### Brief 1
Can you turn the paragraph of the TV-channel essay that begins "Consider this article by Bill Barnwell" into a short list that keeps its main facts?
### Brief 2
Could you go on with the TV-channel essay, picking up right after its final sentence?

### Page text
Now of course we have QVC, an enormously successful company that has television channels devoted simply to advertising. And people watch.

But that’s product advertising. Unscientifically, I think half the ads I blip past fall into two categories: new medical therapies (mostly drugs), and law firms suing companies for the side effects of the new medical therapies.

With all those dollars being spent, and the country getting older and frankly more cranky, doesn’t it make sense to have the Class Action Channel? “Call in the next fifteen minutes to get in on the ground floor of this major lawsuit! Lyon and Lyin’ have a proven history of corporate blackmail, but you only benefit if you sign up before the settlement. And for the next five minutes we’ll add a bonus Lyon and Lyin’ mouse pad, even if you’re not qualified for the settlement!”

It’s gonna happen.

Regular Guy Sports Network

Sports broadcasting is changing, and the fan is the winner. Now let’s give the fan even more control.

Consider this article by Bill Barnwell at Grantland.com. You don’t have to read the whole article, but there are two key messages: television will not be the best way to consume sports in the near future, and Barnwell is willing to pay $20,000 to not hear the announcers.

That second tidbit was presented as a little bit of humor at the end of his article, but he’s missed the greater opportunity: not only can we happily marginalize the network announcers, we can choose commentators more to our liking. Enter the Regular Guy Sports Network.

There’s not much sadder than the partially-clothed American male sinking ever-further into his sofa cushions as he watches sports on his television. Alone. Or maybe there’s a group of people with no charismatic nucleus. Or just some guy who can’t stand the voice of Bob Costas. What if, with with a few button-presses, our Costas-hater is able to surround himself with a crew of wise-cracking pals? They love the home team as much as he does, they rip on the calls that go against them, they say inappropriate things about the opposing star player. They shred Costas. It’s pretty clear they’re drunk, and talking around Cheetos. Just like real friends would be.

With digital media, it’s a free market. It’s a way for aspiring comedians and articulate fanatics to get an audience. I tune in to the game, but I choose the regular guys that will be in my living room with me. My pals.

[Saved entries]
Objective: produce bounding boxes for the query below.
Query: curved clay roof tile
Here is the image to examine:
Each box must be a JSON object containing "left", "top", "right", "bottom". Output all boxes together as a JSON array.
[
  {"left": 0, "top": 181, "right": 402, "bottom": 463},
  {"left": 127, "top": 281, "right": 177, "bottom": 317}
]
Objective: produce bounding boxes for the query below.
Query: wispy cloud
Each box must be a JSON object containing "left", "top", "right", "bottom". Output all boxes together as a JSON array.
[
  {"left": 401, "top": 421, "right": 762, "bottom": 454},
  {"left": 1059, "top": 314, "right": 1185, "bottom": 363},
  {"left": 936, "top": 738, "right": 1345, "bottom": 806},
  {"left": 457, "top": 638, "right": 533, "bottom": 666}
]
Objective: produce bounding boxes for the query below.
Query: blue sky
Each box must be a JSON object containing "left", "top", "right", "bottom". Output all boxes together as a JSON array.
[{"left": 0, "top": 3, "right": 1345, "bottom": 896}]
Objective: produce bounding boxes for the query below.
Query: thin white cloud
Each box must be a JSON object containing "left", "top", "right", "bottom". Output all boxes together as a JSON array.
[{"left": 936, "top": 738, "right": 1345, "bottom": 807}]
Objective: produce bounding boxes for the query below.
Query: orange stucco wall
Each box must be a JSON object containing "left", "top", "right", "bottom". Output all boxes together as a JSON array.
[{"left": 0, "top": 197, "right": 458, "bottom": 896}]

### Task response 1
- Source: an article by Bill Barnwell at Grantland.com
- Reading the whole article isn't necessary.
- First key message: television won't be the best way to consume sports in the near future.
- Second key message: Barnwell is willing to pay $20,000 to not hear the announcers.

### Task response 2
When I first thought of Regular Guy Sports Network, it was a digitally-enabled extension of current network broadcasts. Now I wonder, “who needs those guys?” The technology is there, all I need is a directory service to hook me up with my new sports buddies, and a way to keep their words in synch with what I’m watching. Easy peasy.

So come on, RGSN, make it happen!

Money for Nothin’ and Watts for Free

Think about your average solar collector. Even if you have no idea how the dang things work, you know that:

  • They are flat
  • They are black
  • They don’t work in the shade.

What else fits that description? With a few exceptions on the shade angle, the world has a lot of asphalt baking in the sun. A lot. Anyone who’s gone barefoot in the summer knows how hot a street can get. With that much surface area, you would only have to convert a tiny fraction of the solar flux into useable energy to make a huge difference.

So, come on, science (or maybe this is one for the engineers), give us a way to turn all those square miles of asphalt into cheap, low-efficiency solar collectors.

Rethinking Apertures

This is filed under the long-neglected ‘Get Poor Quick’ category, but the means of getting poor follows a discussion of camera lenses in general, with an emphasis on bokeh. Follow me and we’ll turn the whole industry on its head!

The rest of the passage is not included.